Article:
/---

Wildlife Photography as Art, Not Documentary



Photography: Gary Melnysyn

Gary’s images show waterfalls and lakes, mountains and geysers but it’s the animals that win most of his attention — birds and stallions, grazing buffalo and wild sheep all turn up in his portfolio. Any location that allows him to photograph bears though will be a favorite, says Gary, and he has a number of choice locations in Yellowstone. His most memorable photographs though, he says, are of the Druid Wolf Pack, a group of wolves that was introduced from Canada in 1996, became the subject of a number of nature movies, and is believed to have died out earlier this year.

Photographing in a place as beautiful as Yellowstone National Park, and shooting subjects as photogenic as bears and wolves, should make life relatively easy for any keen photographer, but Gary distinguishes between photographs that document his trips into the wilderness and images that might be regarded as works of art. The difference, he argues, lies in an understanding of light and composition — and a photographer’s eye.

I always try to look at a scene as if I were going to break out my oil paints and begin creating the scene from my pallet,” says Gary. “Angles, lighting, what pleases the eye. This is the challenge. Anyone can pull the trigger and document where they’ve been. I believe it’s those that see what others might not that create images of art.”

But the art itself isn’t the only way that Gary is making use of his knowledge of nature and wildlife photography. When he’s not shooting, exhibiting or working as a park ranger, Gary teaches. He offers two kinds of classes. His workshops touch on equipment and camera settings, like any photographic workshop, but they focus in particular on the specific challenge of capturing appealing images of wild animals — a specialization that gives him a unique advantage. He also offers individual tutoring, a format which lessens the likelihood that students will feel intimidated by other learners and which allows him to personalize the lessons to suit the student’s needs. He also delivers lectures on wildlife photography, on the North American bear, and on how and where to photograph wildlife. All of those formats provide a way for Gary to continue to earn from his knowledge of both his subject and photography, even during periods when he’s not taking pictures.

Photography Teachers Needed with Experience and Special Knowledge



Photography: Gary Melnysyn

That may be a strategy that any photographer can follow provided they meet a certain set of conditions. For Gary, the first of those conditions is the time he’s spent in the wilderness photographing wild animals.

\---

Stored rows:
/---

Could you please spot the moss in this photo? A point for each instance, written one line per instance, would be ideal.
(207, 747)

\---
/---

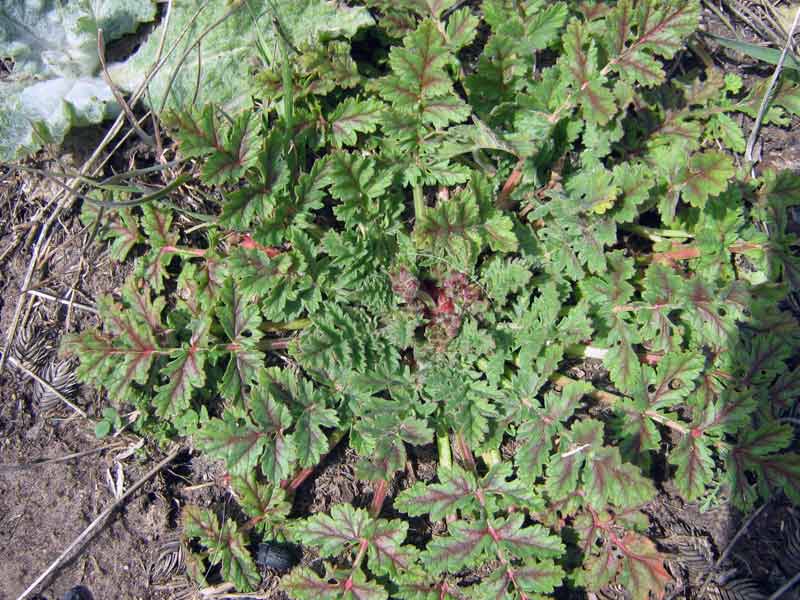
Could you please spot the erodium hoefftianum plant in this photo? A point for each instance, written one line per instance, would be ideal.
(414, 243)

\---

Exercise directions: Reproduce the article on wildlife photography as art in full, word for word.

The output:
Wildlife Photography as Art, Not Documentary



Photography: Gary Melnysyn

Gary’s images show waterfalls and lakes, mountains and geysers but it’s the animals that win most of his attention — birds and stallions, grazing buffalo and wild sheep all turn up in his portfolio. Any location that allows him to photograph bears though will be a favorite, says Gary, and he has a number of choice locations in Yellowstone. His most memorable photographs though, he says, are of the Druid Wolf Pack, a group of wolves that was introduced from Canada in 1996, became the subject of a number of nature movies, and is believed to have died out earlier this year.

Photographing in a place as beautiful as Yellowstone National Park, and shooting subjects as photogenic as bears and wolves, should make life relatively easy for any keen photographer, but Gary distinguishes between photographs that document his trips into the wilderness and images that might be regarded as works of art. The difference, he argues, lies in an understanding of light and composition — and a photographer’s eye.

I always try to look at a scene as if I were going to break out my oil paints and begin creating the scene from my pallet,” says Gary. “Angles, lighting, what pleases the eye. This is the challenge. Anyone can pull the trigger and document where they’ve been. I believe it’s those that see what others might not that create images of art.”

But the art itself isn’t the only way that Gary is making use of his knowledge of nature and wildlife photography. When he’s not shooting, exhibiting or working as a park ranger, Gary teaches. He offers two kinds of classes. His workshops touch on equipment and camera settings, like any photographic workshop, but they focus in particular on the specific challenge of capturing appealing images of wild animals — a specialization that gives him a unique advantage. He also offers individual tutoring, a format which lessens the likelihood that students will feel intimidated by other learners and which allows him to personalize the lessons to suit the student’s needs. He also delivers lectures on wildlife photography, on the North American bear, and on how and where to photograph wildlife. All of those formats provide a way for Gary to continue to earn from his knowledge of both his subject and photography, even during periods when he’s not taking pictures.

Photography Teachers Needed with Experience and Special Knowledge



Photography: Gary Melnysyn

That may be a strategy that any photographer can follow provided they meet a certain set of conditions. For Gary, the first of those conditions is the time he’s spent in the wilderness photographing wild animals.